◆ Text excerpt
────────────────────
In a blog posting entitled "and yet love happens," Orthodox Christian Molly Sabourin offers brief but profound reflections on giving up the need to feel obliged to explain or justify her Christian faith in the face of death and suffering, and on giving up attempts to make sense of injustice with pat answers. When Molly writes about coming to a place where one can "make peace with the Mystery that is God," I am reminded of the calm joy that exudes from the apostle Paul's letter to the Philipians, a letter written in the midst of imprisonment, failure, suffering, and the shadow of possible death. I continue to long for that joy and peace in my own life as a baptized Christian and as a priest serving during a time of great change, upheaval, and division within Anglicanism.
I feel no obligation anymore to explain God, or why I believe in the Resurrection of Christ despite the universality of death and suffering. I won't pretend that suicide bombers, plane crashes and children with cancer don't make my insides crawl with horror. The truth is I have no real answers to give, and that any I concocted would be speculative at best. Being confronted by tragedy is like a bucket of ice water to the head. Death and suffering, the way they breathe all hot and heavy down my neck, won't let me sleep, or forget that I am vulnerable - just as vulnerable as any and everyone else - to having my comfortable little existence shred to pieces in a heartbeat.
────────────────────
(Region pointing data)
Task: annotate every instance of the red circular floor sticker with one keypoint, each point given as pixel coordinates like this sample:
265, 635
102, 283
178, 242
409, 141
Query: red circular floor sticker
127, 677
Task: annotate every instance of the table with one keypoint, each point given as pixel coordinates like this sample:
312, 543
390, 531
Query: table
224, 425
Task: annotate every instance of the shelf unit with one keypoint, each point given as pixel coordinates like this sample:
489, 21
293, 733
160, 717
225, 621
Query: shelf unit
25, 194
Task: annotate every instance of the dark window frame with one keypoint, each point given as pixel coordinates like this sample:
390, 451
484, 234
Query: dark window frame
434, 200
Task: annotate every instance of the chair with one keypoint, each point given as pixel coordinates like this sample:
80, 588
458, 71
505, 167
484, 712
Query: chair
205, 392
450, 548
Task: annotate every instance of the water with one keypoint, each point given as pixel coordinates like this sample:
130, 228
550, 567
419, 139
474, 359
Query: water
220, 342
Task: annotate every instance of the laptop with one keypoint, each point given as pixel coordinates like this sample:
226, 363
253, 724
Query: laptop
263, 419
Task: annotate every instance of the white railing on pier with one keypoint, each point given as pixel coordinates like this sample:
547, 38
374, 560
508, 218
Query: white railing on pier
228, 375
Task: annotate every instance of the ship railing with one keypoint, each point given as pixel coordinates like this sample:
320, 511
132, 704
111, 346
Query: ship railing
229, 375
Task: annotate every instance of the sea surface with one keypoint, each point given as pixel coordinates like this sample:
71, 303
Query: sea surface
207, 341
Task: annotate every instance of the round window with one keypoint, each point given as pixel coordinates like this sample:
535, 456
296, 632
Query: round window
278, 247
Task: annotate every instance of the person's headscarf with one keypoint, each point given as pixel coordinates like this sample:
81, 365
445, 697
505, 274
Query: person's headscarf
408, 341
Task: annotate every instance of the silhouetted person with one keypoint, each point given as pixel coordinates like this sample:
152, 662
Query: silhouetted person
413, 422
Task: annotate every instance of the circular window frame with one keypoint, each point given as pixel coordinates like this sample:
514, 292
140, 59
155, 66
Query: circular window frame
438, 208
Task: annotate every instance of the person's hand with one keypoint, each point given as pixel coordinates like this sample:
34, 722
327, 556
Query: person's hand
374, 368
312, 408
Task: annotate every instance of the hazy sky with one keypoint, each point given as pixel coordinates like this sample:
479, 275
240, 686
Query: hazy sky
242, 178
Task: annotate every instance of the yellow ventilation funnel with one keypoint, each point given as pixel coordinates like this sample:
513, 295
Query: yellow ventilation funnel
────────────────────
◆ Activities
1. Reproduce the passage on faith and suffering word for word, starting at "In a blog posting" and ending at "division within Anglicanism.".
2. Carry on the passage on faith and suffering from its final sentence, in the same first-person voice.

◆ Responses
1.
In a blog posting entitled "and yet love happens," Orthodox Christian Molly Sabourin offers brief but profound reflections on giving up the need to feel obliged to explain or justify her Christian faith in the face of death and suffering, and on giving up attempts to make sense of injustice with pat answers. When Molly writes about coming to a place where one can "make peace with the Mystery that is God," I am reminded of the calm joy that exudes from the apostle Paul's letter to the Philipians, a letter written in the midst of imprisonment, failure, suffering, and the shadow of possible death. I continue to long for that joy and peace in my own life as a baptized Christian and as a priest serving during a time of great change, upheaval, and division within Anglicanism.

2.
I feel no responsibility to whitewash the pain of being broken with glossy euphemisms proposing that sense can be made of injustice. Thirteen years ago I surrendered my opinions and dependence on reason to the ancient teachings of the Church - I retired my time consuming (wasting?) quest to figure things out (Who, what, where, when, why is God, exactly?) and learned through the sacraments to make peace with the Mystery that is God and His mercy, the Holy Trinity, salvation. And now I'm no longer in the mood for a debate about the peripherals, not when the end is all around me and my only real source of courage is, mysteriously enough, self-denial. No, I will not try and appease your anger, your disillusionment, your doubts, but God help me weep with you when you weep and love you, serve you, just exactly as you are, lest the monsters, pride and despair, sink their teeth into my soul.